- _WHAT THE EXERCISE ASKS_: Swap "outer boundary" for "exterior ring" in the part of the listing that opens with the line containing "target: red singlet" and closes with the end of the listing. Return only those lines, with everything else unchanged.

- _RECORDS SHOWN_:
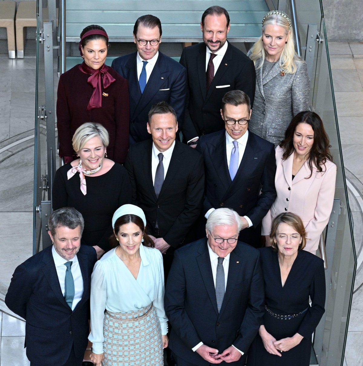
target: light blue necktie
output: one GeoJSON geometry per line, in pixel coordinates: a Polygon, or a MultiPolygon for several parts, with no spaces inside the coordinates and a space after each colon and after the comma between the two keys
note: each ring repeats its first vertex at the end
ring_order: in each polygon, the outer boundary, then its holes
{"type": "Polygon", "coordinates": [[[64,298],[66,299],[66,302],[71,309],[73,299],[74,298],[74,281],[71,271],[71,267],[73,263],[70,261],[64,263],[64,265],[67,268],[64,280],[64,298]]]}
{"type": "Polygon", "coordinates": [[[143,64],[142,65],[142,70],[139,78],[139,85],[140,85],[140,90],[141,91],[142,94],[144,92],[144,89],[146,86],[146,69],[145,68],[147,61],[143,61],[142,63],[143,64]]]}
{"type": "Polygon", "coordinates": [[[217,274],[216,275],[216,297],[217,298],[217,306],[218,312],[221,311],[222,304],[224,297],[225,284],[224,282],[224,269],[223,268],[224,258],[218,257],[218,264],[217,266],[217,274]]]}
{"type": "Polygon", "coordinates": [[[229,160],[229,175],[231,179],[233,180],[237,171],[238,170],[238,143],[235,140],[233,141],[234,147],[232,149],[231,153],[231,160],[229,160]]]}

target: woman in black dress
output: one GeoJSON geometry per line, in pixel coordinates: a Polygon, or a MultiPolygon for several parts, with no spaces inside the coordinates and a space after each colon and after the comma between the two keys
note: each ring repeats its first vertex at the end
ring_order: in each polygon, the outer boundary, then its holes
{"type": "Polygon", "coordinates": [[[310,365],[311,335],[325,311],[325,280],[323,261],[302,250],[306,235],[299,216],[283,213],[272,222],[272,246],[260,249],[265,314],[247,366],[310,365]]]}
{"type": "Polygon", "coordinates": [[[107,159],[109,140],[100,123],[87,122],[76,130],[72,139],[79,158],[61,167],[53,184],[53,209],[70,206],[85,219],[81,243],[93,246],[98,259],[111,249],[111,223],[120,206],[131,203],[128,175],[122,165],[107,159]]]}

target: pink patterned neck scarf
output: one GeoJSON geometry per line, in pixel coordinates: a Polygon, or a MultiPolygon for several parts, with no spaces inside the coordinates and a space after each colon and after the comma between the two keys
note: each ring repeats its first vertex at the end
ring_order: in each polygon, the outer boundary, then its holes
{"type": "Polygon", "coordinates": [[[79,163],[76,167],[72,167],[67,172],[67,177],[68,180],[77,173],[79,173],[79,178],[81,179],[81,190],[85,195],[87,194],[87,186],[86,184],[86,179],[85,179],[85,174],[87,175],[91,175],[95,173],[97,173],[102,167],[102,163],[99,167],[92,170],[86,170],[82,167],[82,161],[80,159],[79,163]]]}

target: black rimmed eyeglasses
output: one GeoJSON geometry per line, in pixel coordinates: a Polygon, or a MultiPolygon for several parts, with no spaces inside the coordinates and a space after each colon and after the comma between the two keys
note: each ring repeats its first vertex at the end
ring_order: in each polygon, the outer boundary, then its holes
{"type": "Polygon", "coordinates": [[[146,40],[138,40],[137,38],[136,40],[139,42],[139,44],[140,46],[146,46],[148,42],[150,44],[150,46],[157,46],[160,42],[160,40],[151,40],[151,41],[146,41],[146,40]]]}
{"type": "Polygon", "coordinates": [[[230,238],[228,239],[224,239],[222,238],[214,238],[212,235],[210,230],[209,230],[209,234],[210,234],[210,236],[214,239],[214,241],[217,244],[221,244],[225,241],[226,241],[229,244],[234,244],[237,241],[237,239],[234,238],[230,238]]]}

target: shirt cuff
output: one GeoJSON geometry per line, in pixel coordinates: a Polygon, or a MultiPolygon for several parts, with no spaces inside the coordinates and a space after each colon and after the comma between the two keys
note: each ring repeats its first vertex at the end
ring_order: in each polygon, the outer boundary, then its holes
{"type": "MultiPolygon", "coordinates": [[[[232,347],[235,347],[235,346],[233,344],[232,345],[232,347]]],[[[235,347],[235,348],[237,350],[237,351],[238,351],[238,352],[239,352],[240,353],[241,355],[243,355],[244,354],[243,353],[243,352],[242,351],[240,351],[240,350],[239,350],[238,348],[237,348],[237,347],[235,347]]]]}
{"type": "Polygon", "coordinates": [[[103,353],[103,343],[102,342],[93,342],[92,344],[92,351],[99,355],[103,353]]]}
{"type": "MultiPolygon", "coordinates": [[[[247,222],[248,223],[249,228],[250,228],[251,226],[252,226],[253,225],[253,224],[252,223],[252,221],[250,220],[250,218],[248,216],[244,216],[243,217],[244,217],[244,218],[247,220],[247,222]]],[[[233,347],[234,347],[234,346],[233,346],[233,347]]]]}
{"type": "Polygon", "coordinates": [[[193,352],[195,352],[195,351],[197,351],[197,350],[198,350],[198,348],[199,348],[199,347],[200,347],[200,346],[203,344],[203,342],[199,342],[199,343],[197,345],[197,346],[193,347],[192,348],[192,351],[193,352]]]}
{"type": "Polygon", "coordinates": [[[188,143],[188,142],[190,142],[191,141],[192,141],[195,138],[199,138],[199,137],[195,136],[195,137],[193,137],[193,138],[191,138],[189,141],[187,141],[187,143],[188,143]]]}
{"type": "Polygon", "coordinates": [[[215,210],[216,209],[213,208],[213,207],[212,208],[210,208],[208,211],[207,211],[207,213],[204,215],[204,217],[206,219],[208,219],[208,216],[215,210]]]}

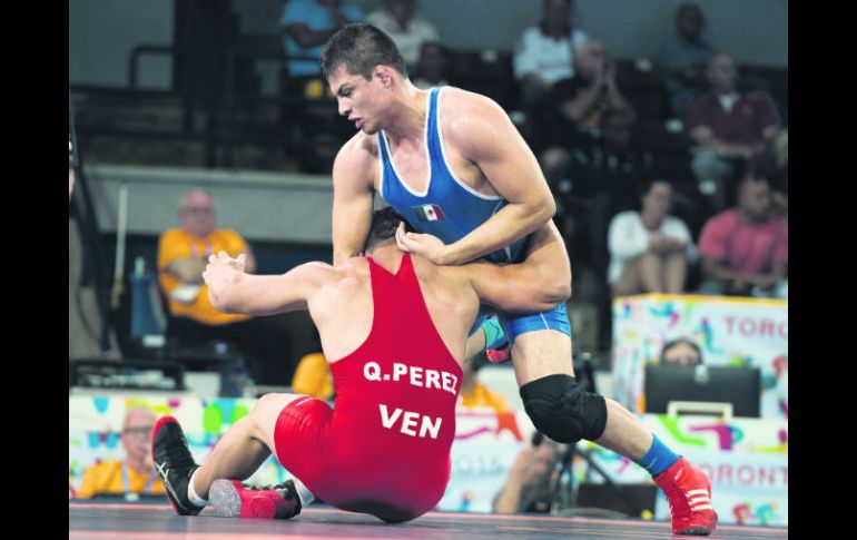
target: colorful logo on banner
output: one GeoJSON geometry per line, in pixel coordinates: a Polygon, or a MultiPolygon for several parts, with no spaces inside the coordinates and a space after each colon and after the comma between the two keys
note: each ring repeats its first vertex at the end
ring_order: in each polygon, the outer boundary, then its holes
{"type": "Polygon", "coordinates": [[[788,418],[788,302],[639,295],[613,303],[613,396],[643,410],[644,366],[676,337],[697,341],[707,365],[761,371],[761,414],[788,418]]]}

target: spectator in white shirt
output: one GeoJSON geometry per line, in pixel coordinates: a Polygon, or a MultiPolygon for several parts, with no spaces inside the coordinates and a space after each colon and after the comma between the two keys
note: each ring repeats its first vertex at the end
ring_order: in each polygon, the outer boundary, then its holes
{"type": "Polygon", "coordinates": [[[386,0],[384,8],[372,11],[366,22],[378,27],[398,47],[408,72],[420,61],[420,47],[426,41],[439,41],[434,24],[416,14],[416,0],[386,0]]]}
{"type": "Polygon", "coordinates": [[[608,282],[614,296],[681,293],[688,265],[696,258],[687,225],[668,215],[669,183],[653,180],[643,189],[640,212],[622,212],[610,222],[608,282]]]}
{"type": "Polygon", "coordinates": [[[554,82],[574,76],[572,50],[587,39],[571,26],[572,0],[544,0],[542,20],[528,27],[515,45],[512,65],[522,105],[536,102],[554,82]]]}

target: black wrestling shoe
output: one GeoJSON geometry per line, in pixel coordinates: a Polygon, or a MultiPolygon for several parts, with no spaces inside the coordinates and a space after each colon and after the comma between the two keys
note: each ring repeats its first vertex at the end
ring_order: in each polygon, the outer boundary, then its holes
{"type": "Polygon", "coordinates": [[[187,448],[187,440],[178,421],[161,416],[151,433],[151,456],[158,470],[167,498],[179,516],[196,516],[204,507],[197,507],[187,495],[190,475],[199,469],[187,448]]]}

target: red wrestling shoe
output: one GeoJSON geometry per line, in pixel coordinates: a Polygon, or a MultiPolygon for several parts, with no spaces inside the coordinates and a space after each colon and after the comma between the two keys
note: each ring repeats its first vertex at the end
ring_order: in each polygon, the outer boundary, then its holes
{"type": "Polygon", "coordinates": [[[708,536],[717,527],[717,512],[711,505],[711,482],[684,458],[654,477],[670,503],[673,534],[708,536]]]}
{"type": "Polygon", "coordinates": [[[288,519],[301,513],[301,498],[292,480],[262,489],[215,480],[208,497],[215,513],[224,518],[288,519]]]}
{"type": "Polygon", "coordinates": [[[512,347],[506,344],[500,348],[487,348],[485,350],[485,356],[487,356],[489,362],[492,364],[502,364],[512,357],[512,347]]]}

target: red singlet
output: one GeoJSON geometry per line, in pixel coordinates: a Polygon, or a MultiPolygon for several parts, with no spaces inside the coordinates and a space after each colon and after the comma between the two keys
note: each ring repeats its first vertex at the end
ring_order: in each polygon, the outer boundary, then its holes
{"type": "Polygon", "coordinates": [[[446,489],[462,370],[432,323],[411,256],[395,275],[366,259],[372,331],[331,366],[335,409],[308,396],[283,409],[276,454],[324,502],[406,521],[446,489]]]}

- _SOLVED EXERCISE_:
target: red singlet
output: one GeoJSON geometry per line, in pixel coordinates: a Polygon, or a MultiPolygon for several parts, with no spaces inside the coordinates and a space after each colon and after the comma between the two keys
note: each ring repeats its first vertex at the end
ring_order: in each polygon, the exterior ring, then its holes
{"type": "Polygon", "coordinates": [[[446,489],[462,370],[432,323],[411,256],[395,275],[366,259],[372,331],[331,366],[335,409],[308,396],[283,409],[276,454],[324,502],[406,521],[446,489]]]}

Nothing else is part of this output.